Find each line below that contains the word "neck", with case counting, and copy those lines out in full.

|---|

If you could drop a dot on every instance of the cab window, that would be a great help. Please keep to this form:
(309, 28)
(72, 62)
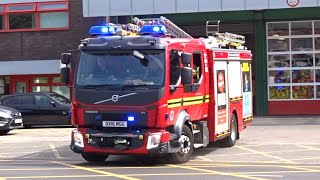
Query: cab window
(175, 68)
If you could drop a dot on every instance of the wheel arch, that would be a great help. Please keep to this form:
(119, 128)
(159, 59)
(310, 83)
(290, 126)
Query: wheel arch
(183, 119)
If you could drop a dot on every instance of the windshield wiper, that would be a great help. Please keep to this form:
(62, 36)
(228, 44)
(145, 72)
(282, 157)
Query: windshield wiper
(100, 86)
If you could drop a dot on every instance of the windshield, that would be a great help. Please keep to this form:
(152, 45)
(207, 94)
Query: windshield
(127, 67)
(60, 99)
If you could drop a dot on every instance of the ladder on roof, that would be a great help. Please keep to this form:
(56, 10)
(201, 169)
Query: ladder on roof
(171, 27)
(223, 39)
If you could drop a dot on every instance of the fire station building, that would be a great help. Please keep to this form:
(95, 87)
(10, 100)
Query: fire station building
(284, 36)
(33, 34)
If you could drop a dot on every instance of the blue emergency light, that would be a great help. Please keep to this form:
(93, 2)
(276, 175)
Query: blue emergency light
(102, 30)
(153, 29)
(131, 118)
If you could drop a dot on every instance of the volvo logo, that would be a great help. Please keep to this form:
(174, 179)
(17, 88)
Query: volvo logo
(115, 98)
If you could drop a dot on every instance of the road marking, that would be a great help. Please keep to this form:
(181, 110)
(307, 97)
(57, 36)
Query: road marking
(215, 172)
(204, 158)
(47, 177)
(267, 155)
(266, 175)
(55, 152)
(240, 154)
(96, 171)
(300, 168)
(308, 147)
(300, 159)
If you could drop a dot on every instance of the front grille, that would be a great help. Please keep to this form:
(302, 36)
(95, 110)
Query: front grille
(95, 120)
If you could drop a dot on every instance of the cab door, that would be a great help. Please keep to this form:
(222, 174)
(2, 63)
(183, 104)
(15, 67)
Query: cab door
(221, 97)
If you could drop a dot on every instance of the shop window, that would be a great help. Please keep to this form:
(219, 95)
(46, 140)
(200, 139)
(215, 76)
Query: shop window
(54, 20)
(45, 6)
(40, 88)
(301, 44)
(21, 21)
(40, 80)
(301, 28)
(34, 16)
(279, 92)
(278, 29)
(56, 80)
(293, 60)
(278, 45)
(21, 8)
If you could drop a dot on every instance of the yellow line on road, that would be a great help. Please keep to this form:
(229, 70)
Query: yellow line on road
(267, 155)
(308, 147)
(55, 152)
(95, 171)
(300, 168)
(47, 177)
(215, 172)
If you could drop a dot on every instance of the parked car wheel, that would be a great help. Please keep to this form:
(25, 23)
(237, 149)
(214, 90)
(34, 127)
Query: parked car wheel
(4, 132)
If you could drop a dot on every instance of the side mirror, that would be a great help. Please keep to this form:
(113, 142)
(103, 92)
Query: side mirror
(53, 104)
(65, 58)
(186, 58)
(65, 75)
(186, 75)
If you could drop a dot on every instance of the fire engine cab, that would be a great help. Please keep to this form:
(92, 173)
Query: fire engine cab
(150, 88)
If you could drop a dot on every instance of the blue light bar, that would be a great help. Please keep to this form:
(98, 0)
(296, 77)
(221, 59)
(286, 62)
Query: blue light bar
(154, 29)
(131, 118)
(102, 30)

|---|

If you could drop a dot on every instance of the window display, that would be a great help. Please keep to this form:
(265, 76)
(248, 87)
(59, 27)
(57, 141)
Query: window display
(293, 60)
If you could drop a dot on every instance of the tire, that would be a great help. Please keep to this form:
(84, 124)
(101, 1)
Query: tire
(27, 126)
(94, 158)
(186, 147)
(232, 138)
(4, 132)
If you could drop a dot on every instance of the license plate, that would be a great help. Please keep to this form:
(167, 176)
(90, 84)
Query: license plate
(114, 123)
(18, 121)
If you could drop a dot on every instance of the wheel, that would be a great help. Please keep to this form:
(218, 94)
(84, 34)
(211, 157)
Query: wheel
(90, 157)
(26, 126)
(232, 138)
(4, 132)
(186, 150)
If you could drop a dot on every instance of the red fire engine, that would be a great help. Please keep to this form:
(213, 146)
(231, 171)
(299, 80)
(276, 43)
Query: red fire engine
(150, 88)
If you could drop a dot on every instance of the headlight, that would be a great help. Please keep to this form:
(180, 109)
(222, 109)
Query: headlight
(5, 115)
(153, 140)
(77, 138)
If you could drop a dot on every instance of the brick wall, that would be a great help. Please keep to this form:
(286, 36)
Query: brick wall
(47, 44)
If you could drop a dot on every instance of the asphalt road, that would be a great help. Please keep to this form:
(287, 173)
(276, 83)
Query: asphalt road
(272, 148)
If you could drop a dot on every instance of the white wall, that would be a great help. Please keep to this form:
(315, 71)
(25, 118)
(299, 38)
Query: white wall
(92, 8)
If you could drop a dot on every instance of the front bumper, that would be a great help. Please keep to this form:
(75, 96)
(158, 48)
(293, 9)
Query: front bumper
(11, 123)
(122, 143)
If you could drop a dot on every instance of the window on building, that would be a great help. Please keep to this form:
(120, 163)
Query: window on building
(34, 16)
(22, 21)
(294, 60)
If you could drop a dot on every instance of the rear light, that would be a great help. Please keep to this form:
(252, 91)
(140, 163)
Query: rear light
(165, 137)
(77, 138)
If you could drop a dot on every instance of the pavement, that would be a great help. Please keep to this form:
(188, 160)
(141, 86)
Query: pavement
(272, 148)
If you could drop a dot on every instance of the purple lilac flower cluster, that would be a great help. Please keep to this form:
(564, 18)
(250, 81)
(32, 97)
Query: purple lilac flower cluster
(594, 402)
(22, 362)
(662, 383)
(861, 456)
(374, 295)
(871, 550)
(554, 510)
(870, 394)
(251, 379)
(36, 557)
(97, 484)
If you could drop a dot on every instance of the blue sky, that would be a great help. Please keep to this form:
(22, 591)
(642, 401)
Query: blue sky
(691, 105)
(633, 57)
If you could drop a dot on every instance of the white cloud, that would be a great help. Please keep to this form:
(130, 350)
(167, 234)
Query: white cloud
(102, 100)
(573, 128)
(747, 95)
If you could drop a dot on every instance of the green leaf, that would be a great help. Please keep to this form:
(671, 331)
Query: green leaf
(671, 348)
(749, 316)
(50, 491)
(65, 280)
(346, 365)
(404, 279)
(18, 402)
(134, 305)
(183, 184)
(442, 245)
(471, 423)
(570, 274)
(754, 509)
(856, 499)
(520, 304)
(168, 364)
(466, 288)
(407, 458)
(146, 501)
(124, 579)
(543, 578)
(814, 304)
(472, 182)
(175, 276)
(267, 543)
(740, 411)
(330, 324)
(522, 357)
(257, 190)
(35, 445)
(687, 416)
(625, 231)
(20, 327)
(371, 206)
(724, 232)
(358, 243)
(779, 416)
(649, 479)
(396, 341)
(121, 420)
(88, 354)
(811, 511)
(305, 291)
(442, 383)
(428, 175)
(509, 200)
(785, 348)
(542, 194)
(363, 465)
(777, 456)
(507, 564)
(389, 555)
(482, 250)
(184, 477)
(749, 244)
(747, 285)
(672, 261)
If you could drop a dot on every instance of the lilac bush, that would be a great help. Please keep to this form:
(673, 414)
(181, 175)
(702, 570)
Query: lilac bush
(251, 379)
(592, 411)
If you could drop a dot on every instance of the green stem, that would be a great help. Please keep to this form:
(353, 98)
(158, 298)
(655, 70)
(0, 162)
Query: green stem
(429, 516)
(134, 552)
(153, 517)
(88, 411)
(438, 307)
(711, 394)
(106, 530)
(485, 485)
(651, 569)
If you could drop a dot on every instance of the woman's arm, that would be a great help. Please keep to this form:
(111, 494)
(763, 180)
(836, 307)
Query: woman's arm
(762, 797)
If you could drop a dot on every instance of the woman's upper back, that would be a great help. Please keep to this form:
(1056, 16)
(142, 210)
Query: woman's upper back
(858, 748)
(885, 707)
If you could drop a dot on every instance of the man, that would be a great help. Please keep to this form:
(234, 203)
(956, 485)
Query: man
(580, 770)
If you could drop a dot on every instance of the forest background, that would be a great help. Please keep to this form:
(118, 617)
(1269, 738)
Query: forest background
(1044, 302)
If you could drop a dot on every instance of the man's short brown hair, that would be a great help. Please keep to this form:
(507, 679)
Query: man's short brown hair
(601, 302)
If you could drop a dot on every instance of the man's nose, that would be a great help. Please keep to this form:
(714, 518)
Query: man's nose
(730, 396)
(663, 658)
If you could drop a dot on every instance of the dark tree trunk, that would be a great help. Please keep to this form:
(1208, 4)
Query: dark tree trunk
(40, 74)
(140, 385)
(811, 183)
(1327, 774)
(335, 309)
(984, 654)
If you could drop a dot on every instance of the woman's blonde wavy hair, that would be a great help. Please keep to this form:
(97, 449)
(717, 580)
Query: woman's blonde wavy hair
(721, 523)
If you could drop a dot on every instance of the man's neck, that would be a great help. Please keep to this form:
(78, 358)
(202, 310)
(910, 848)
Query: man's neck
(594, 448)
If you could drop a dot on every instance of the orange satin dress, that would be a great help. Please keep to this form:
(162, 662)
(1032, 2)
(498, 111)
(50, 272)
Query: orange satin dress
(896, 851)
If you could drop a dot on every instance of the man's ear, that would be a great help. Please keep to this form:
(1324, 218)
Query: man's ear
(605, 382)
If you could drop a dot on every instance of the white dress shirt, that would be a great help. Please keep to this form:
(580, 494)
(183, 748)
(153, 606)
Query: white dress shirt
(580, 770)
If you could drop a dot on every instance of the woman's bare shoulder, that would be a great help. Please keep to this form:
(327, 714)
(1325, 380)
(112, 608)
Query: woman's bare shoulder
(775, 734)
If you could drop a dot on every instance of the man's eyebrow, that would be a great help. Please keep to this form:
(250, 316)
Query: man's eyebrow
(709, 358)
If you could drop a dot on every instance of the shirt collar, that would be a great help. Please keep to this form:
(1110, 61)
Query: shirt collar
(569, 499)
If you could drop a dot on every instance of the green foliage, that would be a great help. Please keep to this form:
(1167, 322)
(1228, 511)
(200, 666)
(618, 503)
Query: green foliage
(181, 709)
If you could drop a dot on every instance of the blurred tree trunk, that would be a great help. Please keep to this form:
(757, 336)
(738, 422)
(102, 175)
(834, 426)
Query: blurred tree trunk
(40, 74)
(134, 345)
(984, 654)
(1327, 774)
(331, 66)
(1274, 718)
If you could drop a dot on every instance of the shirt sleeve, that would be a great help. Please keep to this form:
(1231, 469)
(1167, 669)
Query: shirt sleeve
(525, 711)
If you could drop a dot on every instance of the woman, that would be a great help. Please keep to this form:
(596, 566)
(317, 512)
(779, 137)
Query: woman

|---|

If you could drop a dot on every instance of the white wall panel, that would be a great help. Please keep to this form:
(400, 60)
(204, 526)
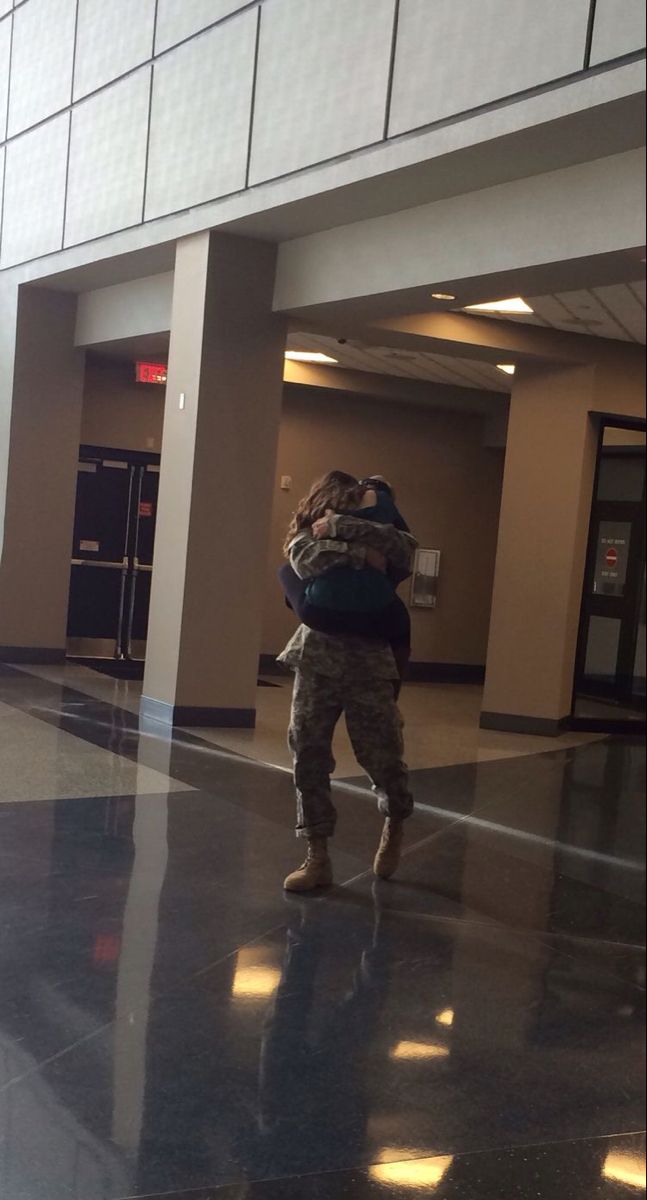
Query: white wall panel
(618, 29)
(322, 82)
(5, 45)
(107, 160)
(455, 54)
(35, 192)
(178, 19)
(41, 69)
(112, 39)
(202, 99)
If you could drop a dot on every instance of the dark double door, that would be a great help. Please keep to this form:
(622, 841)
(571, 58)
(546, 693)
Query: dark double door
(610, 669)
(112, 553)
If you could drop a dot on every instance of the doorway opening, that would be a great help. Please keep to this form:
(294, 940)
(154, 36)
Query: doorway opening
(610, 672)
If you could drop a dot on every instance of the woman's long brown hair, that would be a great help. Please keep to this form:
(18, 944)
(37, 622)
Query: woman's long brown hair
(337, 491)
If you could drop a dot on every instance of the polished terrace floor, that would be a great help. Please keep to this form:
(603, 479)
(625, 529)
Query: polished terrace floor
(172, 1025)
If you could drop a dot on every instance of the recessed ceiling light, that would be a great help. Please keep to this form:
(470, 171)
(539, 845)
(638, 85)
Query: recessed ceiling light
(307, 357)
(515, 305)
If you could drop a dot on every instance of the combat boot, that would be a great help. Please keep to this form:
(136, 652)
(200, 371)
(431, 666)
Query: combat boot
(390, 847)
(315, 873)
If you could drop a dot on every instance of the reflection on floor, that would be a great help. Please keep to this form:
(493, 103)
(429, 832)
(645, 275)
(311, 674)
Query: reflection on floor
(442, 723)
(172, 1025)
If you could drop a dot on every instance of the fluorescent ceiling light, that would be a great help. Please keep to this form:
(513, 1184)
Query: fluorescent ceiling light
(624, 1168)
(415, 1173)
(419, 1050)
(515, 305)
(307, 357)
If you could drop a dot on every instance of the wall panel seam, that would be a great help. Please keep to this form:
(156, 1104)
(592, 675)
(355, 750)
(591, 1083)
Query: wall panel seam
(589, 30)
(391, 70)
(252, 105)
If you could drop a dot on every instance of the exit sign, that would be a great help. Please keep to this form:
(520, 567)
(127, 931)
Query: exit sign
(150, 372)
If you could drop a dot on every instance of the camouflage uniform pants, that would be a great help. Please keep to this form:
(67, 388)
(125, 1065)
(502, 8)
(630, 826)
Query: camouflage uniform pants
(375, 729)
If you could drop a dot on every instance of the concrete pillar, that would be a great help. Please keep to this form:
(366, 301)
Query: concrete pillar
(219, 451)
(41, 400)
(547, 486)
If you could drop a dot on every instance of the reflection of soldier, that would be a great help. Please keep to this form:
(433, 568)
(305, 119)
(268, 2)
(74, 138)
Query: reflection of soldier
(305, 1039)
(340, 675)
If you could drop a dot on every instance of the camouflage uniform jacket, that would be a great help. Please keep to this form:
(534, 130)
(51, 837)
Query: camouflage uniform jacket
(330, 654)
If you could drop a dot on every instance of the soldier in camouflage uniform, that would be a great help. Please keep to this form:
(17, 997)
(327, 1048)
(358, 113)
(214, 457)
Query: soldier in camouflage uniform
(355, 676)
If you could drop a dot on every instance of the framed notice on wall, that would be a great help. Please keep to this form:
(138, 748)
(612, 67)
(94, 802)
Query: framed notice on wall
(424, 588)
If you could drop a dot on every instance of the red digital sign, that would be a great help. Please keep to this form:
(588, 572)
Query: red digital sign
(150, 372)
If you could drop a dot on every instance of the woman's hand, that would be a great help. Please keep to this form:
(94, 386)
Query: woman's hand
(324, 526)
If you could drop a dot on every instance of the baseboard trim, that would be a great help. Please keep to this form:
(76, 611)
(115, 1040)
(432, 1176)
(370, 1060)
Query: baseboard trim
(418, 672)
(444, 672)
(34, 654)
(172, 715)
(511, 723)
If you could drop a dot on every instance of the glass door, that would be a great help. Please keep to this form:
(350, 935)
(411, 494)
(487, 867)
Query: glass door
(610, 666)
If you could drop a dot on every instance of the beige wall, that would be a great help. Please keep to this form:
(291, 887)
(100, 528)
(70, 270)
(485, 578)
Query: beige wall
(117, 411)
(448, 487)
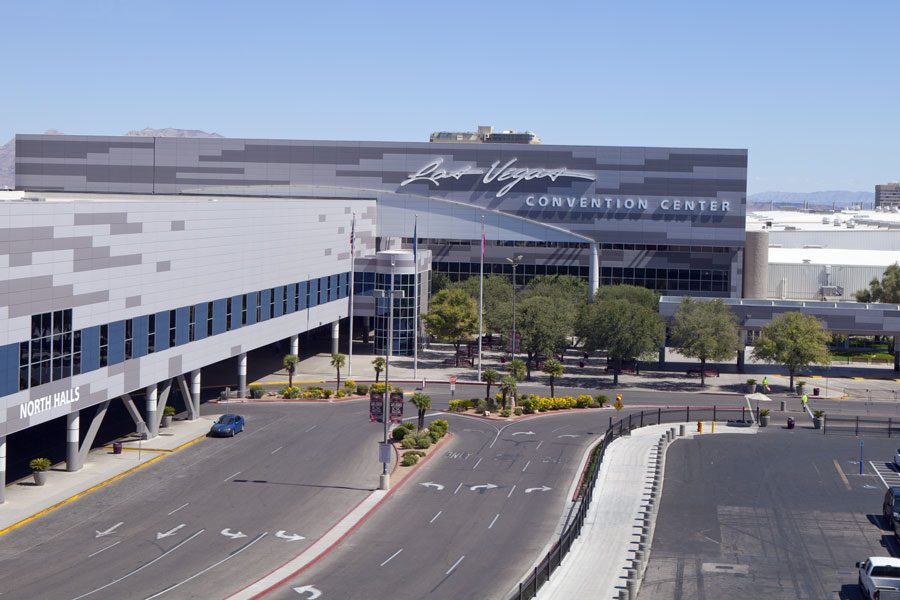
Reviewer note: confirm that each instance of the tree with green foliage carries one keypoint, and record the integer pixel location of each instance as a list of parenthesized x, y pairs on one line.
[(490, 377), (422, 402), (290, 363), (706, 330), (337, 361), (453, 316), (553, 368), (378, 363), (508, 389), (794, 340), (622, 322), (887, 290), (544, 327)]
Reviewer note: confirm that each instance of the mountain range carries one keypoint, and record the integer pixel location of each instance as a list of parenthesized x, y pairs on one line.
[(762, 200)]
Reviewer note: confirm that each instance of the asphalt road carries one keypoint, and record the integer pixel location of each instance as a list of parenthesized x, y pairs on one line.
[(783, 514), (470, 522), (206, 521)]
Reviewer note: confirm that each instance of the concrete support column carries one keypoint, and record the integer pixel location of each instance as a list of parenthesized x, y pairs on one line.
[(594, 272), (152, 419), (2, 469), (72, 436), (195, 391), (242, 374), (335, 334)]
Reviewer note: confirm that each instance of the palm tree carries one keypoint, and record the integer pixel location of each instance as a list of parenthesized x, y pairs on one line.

|---|

▸ COMPLETE ANSWER
If you could drop a dot on every instance of the man's neck, that would be a great help. Please keep to this form:
Query: man's neck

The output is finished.